RECORDS FOR THE EXERCISE —
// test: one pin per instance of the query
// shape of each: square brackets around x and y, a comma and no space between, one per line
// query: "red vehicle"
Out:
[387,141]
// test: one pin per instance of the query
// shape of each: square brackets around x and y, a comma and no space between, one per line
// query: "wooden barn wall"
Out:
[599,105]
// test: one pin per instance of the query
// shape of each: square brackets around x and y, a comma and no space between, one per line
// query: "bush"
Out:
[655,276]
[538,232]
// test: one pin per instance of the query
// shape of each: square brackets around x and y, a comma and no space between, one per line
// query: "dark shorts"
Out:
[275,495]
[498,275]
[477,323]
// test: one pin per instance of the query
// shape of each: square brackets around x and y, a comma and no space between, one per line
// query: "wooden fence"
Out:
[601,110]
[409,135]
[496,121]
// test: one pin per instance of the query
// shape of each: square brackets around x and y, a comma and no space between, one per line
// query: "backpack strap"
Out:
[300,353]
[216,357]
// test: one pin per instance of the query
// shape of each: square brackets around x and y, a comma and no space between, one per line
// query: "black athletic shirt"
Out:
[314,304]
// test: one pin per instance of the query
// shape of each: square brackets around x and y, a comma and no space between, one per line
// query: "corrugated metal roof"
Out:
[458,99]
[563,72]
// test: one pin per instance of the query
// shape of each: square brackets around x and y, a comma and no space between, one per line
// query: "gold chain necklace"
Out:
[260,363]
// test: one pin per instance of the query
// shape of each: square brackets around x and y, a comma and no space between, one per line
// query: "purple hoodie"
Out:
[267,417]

PROBLEM STATEMENT —
Shift every answer point by adding -27 to both its x and y coordinates, and write out all the entries above again, request lines included. Leave the requests and their format descriptions unchanged.

ANSWER TO THIS TASK —
// test: one pin per instance of the query
// shape of each: square brackets around x and y, a comma and no space between, one per line
// query: "red vehicle"
Out:
[360,114]
// test: one pin per instance of the query
// shape of each: square brackets around x and y, a comma and no space between, one per line
// query: "wooden barn wall"
Out:
[572,78]
// test: one pin per instance of the query
// shape of each: square brackets around x and y, a comma and no space between, one per line
// query: "bush"
Out:
[628,249]
[511,205]
// test: one pin per instance of the query
// shape of each: square brackets around x and y, a comma and no space between, one per line
// query: "dark shorts"
Out:
[248,468]
[471,248]
[450,296]
// test: one pin per instance of the query
// shape of each: square brackets around x and y, a comma and no space between, one per line
// query: "wooden fence"
Out:
[574,83]
[382,108]
[469,94]
// test: one pin per instance of the query
// shape of each: square brackets around x and y, a comma and no space between, one per line
// query: "backpack strap"
Out:
[273,326]
[189,330]
// test: one pin per instance of the query
// shape of each: square brackets around x and y, a comma and no space between, one per line
// query: "black athletic shirt"
Out:
[287,277]
// test: one pin per instance of the query
// shape of each: square brackets around x and y, a comma and no space between, one per line
// query: "corrugated metal roof"
Out:
[431,72]
[536,45]
// test: one pin per instance of the query
// shape of each: square brackets around x and y, a comma and no space between, one per line
// query: "gold chain necklace"
Out:
[233,336]
// test: one pin per instance of the query
// shape of each: square brackets around x and y, a comma and no space between, one per line
// query: "purple hoodie"
Out:
[240,390]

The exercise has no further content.